Appeals relating to residence class visas and humanitarian appeals against deportation are decided solely on the information and evidence provided, without an oral hearing being held.

===Oral hearings===
Oral hearings are normally conducted for refugee and protection status appeals, deportation appeals by residents/permanent residents, and for deportation appeals resulting from cancelled refugee and/or protection status persons (if involving a resident/permanent resident). The IPT may allow an oral hearing in other cases at its absolute discretion.

Hearings are open to the public, except where the appeal involves a claimant for refugee and protection status, a refugee or protected person, a person formerly recognised as a refugee or protected person and in certain other cases at the discretion of the tribunal.
A claimant can represent themselves, or be represented by a lawyer or licensed immigration adviser or person exempt from licensing under the Immigration Advisers Licensing Act 2007. Applications can be made for legal aid.

> _DATA_
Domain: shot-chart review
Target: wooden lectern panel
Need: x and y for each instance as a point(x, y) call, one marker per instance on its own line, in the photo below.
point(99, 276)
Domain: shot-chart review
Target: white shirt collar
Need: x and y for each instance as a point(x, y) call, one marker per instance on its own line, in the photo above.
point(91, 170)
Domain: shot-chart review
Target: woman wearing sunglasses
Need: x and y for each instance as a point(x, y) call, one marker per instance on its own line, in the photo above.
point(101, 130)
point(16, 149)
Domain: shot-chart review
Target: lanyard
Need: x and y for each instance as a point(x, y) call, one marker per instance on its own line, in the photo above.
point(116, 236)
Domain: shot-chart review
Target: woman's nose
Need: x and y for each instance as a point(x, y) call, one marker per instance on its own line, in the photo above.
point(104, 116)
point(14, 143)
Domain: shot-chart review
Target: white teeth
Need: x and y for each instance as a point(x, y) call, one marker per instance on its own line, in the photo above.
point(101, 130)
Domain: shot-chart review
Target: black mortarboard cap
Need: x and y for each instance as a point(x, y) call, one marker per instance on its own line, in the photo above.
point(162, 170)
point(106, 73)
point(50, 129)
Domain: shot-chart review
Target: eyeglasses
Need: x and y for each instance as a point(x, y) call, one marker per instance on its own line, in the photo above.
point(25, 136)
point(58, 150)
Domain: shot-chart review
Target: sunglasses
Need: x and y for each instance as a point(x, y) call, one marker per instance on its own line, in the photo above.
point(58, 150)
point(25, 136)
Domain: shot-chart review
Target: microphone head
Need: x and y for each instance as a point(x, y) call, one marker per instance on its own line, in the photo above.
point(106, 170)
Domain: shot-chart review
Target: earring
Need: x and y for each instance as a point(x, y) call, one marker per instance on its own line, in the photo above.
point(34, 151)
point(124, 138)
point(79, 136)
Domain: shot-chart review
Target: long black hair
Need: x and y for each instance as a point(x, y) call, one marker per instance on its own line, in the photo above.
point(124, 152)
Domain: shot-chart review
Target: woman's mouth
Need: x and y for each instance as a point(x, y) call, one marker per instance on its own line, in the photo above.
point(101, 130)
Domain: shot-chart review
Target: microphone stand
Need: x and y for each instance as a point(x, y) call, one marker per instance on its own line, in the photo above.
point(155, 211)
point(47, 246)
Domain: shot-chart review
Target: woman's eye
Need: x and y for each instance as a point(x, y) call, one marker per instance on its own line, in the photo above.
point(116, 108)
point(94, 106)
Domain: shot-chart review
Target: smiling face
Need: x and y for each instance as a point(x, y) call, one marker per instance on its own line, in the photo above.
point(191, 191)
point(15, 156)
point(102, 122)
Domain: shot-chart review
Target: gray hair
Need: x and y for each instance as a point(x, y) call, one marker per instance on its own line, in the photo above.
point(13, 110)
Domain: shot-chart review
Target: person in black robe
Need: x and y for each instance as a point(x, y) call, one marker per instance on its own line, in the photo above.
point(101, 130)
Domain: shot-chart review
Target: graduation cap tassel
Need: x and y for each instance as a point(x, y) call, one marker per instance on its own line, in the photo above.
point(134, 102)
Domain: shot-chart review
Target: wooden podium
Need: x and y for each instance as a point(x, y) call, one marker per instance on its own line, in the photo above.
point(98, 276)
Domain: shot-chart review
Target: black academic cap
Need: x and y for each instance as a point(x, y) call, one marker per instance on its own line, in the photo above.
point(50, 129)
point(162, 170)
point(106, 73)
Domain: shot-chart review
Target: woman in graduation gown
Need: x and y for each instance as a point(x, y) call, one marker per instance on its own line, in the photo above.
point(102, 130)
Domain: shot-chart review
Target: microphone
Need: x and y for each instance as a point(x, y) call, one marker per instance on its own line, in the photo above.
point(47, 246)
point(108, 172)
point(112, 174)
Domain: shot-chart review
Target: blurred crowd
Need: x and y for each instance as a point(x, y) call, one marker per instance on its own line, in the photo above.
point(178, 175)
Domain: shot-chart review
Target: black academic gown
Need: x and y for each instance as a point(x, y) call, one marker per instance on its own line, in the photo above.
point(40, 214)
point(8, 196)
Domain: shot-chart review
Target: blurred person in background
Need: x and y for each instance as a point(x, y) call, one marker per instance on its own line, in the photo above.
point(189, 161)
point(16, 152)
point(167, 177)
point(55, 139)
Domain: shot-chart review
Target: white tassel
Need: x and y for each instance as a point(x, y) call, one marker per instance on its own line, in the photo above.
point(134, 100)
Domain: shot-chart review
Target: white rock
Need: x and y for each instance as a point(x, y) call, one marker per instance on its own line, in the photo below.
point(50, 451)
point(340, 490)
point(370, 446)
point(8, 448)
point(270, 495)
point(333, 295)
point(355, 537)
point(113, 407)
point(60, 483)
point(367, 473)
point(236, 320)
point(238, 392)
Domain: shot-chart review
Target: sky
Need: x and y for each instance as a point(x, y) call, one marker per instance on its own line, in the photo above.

> _REQUIRED WORK_
1) Please answer these questions from the text on immigration appeals, marking each answer (a), (b) or (c) to match:
(a) Which two kinds of appeal are decided without an oral hearing?
(b) On what basis may the IPT allow an oral hearing in cases not listed?
(c) Which act provides for people who are exempt from licensing?
2) Write a continuation of the text on immigration appeals, starting after its last sentence.

> _ANSWERS TO THE TASKS_
1)
(a) Appeals relating to residence class visas and humanitarian appeals against deportation.
(b) At its absolute discretion.
(c) The Immigration Advisers Licensing Act 2007.

2)
The IPT may receive as evidence any statement, document, information or matter that may assist it in the proceedings, whether or not it would be admissible in a court of law. The hearings will be conducted in an investigative manner and a decision will be reached on the facts as found at the time of the appeal.

===Decisions and further appeals===
The majority decision of the members of the IPT prevails, and where there is an even split the appeal will be decided in favour of the claimant.

Appeals are restricted to questions of law. Any party to an appeal that has been decided by the IPT who is dissatisfied with the outcome can, on a point of law with the leave of the High Court, appeal to the High Court on that point of law.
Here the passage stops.